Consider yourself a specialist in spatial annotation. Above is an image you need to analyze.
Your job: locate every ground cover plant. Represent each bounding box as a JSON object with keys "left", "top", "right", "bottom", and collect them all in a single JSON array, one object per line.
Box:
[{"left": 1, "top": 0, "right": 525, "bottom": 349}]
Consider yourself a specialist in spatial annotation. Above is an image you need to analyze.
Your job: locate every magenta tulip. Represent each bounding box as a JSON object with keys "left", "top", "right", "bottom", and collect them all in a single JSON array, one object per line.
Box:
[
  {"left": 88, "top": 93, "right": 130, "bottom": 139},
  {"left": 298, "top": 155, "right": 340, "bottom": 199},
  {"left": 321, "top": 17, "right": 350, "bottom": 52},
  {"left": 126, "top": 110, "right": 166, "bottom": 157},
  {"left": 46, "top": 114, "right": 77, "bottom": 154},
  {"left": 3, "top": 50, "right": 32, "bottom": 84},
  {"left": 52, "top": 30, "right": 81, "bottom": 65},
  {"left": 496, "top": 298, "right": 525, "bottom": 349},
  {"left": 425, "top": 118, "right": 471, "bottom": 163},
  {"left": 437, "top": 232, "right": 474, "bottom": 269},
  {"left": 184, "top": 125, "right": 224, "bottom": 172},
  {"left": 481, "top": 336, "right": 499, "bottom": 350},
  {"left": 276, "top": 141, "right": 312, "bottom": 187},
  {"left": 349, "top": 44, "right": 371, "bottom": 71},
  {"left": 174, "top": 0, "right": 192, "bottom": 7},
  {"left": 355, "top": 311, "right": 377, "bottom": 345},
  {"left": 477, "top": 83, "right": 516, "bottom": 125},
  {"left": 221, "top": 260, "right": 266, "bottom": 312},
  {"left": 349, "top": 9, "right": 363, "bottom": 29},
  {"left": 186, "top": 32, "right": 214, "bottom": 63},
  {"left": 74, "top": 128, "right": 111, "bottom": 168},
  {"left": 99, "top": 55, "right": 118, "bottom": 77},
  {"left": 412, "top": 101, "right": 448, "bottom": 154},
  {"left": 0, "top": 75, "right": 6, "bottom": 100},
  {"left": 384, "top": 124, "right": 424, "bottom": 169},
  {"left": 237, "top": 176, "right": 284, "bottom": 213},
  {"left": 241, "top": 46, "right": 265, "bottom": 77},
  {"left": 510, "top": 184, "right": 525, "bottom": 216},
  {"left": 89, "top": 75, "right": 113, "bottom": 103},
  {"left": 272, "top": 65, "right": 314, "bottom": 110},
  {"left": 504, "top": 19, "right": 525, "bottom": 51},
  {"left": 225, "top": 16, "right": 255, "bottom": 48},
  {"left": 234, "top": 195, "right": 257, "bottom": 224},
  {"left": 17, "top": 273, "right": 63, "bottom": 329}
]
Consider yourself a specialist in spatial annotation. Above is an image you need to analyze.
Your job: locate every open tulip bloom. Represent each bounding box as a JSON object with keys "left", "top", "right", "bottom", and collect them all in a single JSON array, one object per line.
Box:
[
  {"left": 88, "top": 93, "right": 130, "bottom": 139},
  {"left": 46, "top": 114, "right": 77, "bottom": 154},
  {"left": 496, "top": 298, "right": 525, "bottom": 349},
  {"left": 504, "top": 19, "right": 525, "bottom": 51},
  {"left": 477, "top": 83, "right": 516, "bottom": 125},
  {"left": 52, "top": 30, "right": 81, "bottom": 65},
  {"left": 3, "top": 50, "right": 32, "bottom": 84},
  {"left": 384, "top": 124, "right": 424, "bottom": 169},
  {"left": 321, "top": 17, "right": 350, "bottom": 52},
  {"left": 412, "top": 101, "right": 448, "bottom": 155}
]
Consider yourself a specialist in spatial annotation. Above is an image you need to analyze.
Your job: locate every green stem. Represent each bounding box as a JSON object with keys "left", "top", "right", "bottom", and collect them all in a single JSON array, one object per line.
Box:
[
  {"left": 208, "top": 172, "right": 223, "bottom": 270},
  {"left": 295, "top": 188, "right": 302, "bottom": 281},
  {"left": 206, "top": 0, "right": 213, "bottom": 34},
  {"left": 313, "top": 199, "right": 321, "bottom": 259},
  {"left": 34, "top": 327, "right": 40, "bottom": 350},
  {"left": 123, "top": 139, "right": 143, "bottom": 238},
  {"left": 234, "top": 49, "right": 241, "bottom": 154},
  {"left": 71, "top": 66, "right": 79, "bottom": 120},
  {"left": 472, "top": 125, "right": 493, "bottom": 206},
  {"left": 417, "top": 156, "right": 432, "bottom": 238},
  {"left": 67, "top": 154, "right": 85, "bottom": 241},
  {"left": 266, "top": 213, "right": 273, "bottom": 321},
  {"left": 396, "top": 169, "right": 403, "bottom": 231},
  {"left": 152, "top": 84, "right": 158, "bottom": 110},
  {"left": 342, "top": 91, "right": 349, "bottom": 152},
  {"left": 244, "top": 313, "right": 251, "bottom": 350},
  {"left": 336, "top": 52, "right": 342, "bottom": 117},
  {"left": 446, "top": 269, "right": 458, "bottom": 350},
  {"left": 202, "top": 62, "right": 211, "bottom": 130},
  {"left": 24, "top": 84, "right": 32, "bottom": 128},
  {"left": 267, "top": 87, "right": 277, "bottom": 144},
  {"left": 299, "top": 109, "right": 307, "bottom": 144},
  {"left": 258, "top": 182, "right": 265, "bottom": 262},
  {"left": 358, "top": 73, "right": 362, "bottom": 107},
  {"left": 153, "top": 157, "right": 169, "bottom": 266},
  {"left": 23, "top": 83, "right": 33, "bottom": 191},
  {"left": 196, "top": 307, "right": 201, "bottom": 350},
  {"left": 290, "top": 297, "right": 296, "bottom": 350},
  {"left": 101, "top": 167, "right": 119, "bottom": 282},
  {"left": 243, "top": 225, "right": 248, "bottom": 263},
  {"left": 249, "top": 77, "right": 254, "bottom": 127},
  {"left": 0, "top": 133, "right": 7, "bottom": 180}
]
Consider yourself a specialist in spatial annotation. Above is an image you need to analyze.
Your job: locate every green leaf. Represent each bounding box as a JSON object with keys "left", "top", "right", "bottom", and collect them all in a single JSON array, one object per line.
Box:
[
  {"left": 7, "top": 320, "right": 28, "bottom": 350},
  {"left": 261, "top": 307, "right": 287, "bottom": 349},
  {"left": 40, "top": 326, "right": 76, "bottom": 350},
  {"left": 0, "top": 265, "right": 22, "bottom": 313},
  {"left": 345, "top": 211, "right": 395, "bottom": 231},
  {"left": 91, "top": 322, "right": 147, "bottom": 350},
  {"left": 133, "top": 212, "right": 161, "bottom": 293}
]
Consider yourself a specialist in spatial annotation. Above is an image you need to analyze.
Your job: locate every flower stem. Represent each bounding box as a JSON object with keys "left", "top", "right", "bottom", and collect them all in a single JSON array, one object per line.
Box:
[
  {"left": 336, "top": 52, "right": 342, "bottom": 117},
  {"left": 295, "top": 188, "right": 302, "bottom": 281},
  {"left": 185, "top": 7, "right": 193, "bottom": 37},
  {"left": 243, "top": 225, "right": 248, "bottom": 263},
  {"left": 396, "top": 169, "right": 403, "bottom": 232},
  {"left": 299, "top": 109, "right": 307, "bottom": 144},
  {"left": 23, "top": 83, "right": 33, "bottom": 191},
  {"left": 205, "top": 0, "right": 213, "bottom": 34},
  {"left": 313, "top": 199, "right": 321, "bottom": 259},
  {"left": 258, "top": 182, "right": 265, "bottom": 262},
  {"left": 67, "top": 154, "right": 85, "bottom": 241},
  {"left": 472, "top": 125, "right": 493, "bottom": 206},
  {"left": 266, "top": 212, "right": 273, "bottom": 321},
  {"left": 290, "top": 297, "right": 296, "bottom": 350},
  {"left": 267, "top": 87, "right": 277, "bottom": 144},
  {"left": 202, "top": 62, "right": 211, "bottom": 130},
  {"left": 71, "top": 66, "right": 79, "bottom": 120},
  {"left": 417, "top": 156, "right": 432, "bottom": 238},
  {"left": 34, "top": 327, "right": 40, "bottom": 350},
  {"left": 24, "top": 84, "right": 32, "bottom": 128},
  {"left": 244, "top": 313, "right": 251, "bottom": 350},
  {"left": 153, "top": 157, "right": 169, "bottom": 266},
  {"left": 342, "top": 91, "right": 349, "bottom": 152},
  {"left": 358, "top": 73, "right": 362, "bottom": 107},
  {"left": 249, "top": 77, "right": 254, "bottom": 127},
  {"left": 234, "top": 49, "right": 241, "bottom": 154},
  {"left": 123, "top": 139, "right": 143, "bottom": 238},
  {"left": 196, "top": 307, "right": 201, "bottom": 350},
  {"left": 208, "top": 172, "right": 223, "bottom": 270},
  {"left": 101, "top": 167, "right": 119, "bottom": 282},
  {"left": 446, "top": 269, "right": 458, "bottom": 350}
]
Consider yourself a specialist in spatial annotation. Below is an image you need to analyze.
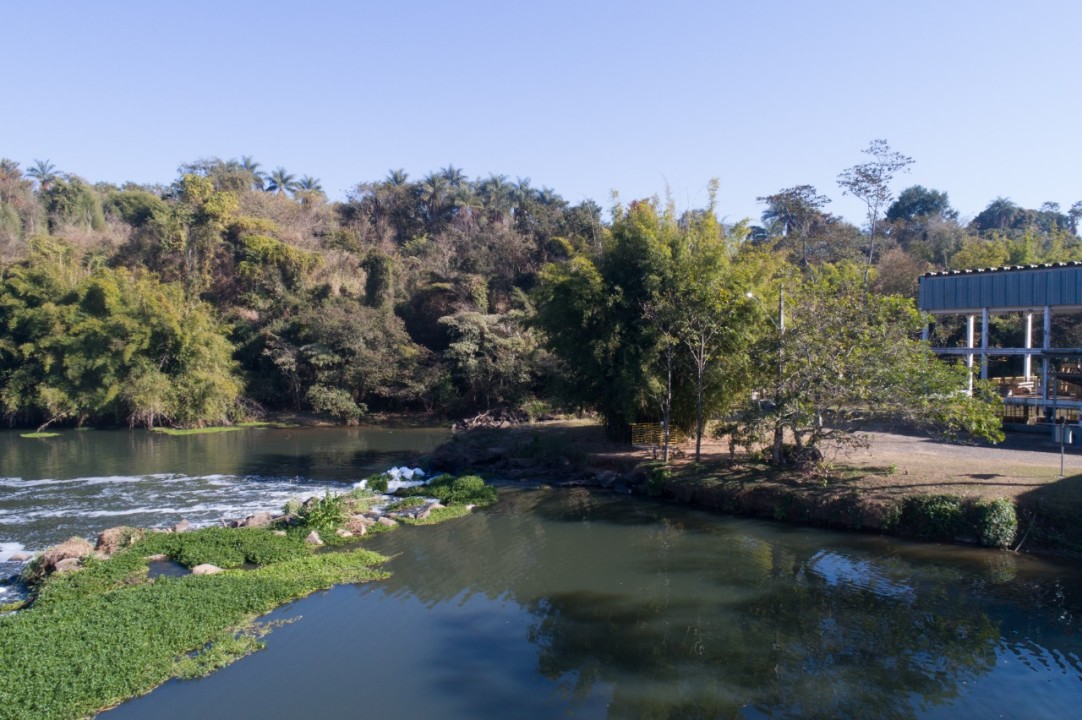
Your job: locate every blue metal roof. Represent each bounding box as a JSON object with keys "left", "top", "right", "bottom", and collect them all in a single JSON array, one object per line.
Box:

========

- **Assignment**:
Give again, unchanged, the lines running from the top of the material above through the line that has "Your job: locate every magenta", and nothing more.

- **Answer box**:
Consider yourself a specialist in spatial annotation. Above is an image you need to analyze.
Your job: locate every ground cover plant. Represent each bounding box as a JSON object with keys "left", "top", "right", "bottom", and collect them all in a single JSON array, one object per line.
Box:
[{"left": 1, "top": 0, "right": 525, "bottom": 349}]
Consider yourself a specialist in spatial annotation. Above is an image you need to analyze.
Your job: locate every magenta tulip. Represent each bounding box as a JSON object with keys "left", "top", "right", "bottom", and collect them all in a single JSON array, one object per line.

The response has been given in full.